BEGIN Data provided

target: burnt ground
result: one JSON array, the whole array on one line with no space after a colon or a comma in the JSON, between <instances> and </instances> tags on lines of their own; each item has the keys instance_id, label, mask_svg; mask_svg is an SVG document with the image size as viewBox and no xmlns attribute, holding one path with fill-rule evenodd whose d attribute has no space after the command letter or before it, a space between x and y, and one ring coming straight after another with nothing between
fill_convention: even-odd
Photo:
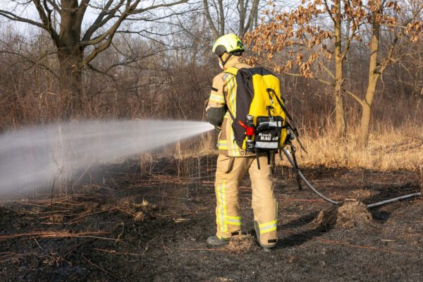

END Data provided
BEGIN Data provided

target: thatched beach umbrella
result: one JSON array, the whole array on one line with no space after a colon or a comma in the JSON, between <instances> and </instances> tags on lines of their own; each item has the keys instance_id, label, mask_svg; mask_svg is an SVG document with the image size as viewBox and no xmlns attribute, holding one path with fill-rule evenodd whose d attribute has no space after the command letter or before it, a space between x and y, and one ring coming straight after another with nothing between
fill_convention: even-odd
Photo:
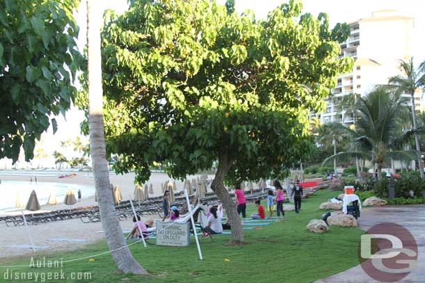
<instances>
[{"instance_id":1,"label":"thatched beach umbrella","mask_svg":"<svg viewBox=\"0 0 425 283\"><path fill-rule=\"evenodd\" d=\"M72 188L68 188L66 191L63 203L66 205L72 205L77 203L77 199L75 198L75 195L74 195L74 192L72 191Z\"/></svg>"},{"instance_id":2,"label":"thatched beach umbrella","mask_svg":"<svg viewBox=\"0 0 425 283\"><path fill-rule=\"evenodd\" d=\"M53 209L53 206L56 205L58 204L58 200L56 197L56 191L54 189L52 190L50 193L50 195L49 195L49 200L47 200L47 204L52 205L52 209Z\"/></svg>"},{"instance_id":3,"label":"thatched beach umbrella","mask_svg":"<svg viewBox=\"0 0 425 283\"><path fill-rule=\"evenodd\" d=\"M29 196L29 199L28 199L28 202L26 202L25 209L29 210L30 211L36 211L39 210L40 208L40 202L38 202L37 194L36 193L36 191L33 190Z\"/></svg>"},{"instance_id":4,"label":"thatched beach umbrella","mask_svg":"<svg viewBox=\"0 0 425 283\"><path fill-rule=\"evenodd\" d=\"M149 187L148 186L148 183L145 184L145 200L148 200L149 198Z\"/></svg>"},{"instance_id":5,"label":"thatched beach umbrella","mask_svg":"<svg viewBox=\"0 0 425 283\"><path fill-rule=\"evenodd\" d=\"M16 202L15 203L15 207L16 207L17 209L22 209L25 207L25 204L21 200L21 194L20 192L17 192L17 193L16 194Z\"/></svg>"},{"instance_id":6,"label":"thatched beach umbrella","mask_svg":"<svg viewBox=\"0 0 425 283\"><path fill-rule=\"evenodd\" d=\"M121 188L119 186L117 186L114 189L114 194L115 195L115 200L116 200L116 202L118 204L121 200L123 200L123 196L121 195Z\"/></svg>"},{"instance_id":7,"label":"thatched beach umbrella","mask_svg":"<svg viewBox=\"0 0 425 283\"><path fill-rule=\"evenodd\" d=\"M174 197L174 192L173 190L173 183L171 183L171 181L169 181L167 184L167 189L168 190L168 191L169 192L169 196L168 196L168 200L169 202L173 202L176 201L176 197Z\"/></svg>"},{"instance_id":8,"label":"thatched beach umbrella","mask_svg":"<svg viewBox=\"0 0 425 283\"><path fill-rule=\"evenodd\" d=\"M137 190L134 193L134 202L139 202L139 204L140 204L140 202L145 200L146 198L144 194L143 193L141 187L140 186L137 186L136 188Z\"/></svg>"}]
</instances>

END Data provided
BEGIN Data provided

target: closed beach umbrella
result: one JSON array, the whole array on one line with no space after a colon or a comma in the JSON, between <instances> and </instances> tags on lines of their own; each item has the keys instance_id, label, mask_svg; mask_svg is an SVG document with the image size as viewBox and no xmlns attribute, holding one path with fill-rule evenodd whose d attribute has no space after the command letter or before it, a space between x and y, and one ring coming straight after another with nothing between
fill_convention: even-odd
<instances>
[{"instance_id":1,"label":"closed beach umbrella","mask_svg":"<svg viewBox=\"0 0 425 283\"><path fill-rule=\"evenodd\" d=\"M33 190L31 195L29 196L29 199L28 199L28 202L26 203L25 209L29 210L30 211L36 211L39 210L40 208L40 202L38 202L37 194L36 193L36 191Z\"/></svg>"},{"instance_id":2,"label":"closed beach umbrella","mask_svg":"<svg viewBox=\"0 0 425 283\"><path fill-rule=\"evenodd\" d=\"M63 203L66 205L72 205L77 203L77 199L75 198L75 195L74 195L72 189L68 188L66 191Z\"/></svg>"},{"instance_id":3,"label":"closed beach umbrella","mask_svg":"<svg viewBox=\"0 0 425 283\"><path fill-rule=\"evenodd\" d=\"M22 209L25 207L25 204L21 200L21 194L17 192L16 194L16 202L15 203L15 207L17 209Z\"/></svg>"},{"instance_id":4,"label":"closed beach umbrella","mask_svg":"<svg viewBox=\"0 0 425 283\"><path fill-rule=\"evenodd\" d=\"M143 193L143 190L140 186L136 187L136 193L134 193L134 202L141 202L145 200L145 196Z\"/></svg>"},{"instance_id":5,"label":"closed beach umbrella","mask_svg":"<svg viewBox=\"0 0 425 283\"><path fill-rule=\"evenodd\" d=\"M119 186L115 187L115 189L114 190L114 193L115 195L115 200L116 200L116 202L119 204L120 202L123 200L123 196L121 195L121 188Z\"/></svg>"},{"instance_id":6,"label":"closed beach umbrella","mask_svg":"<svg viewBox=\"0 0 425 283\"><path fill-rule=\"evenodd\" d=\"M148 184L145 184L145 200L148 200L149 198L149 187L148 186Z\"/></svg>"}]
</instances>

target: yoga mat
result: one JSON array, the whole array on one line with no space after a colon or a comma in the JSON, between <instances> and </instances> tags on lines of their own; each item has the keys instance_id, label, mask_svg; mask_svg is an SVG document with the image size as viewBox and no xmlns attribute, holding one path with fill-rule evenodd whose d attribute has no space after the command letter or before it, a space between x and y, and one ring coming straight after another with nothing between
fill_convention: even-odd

END Data provided

> Aim: Please pick out every line of the data above that contains the string "target", treating case as significant.

> Problem solution:
target: burnt ground
target: thatched beach umbrella
target: closed beach umbrella
target: yoga mat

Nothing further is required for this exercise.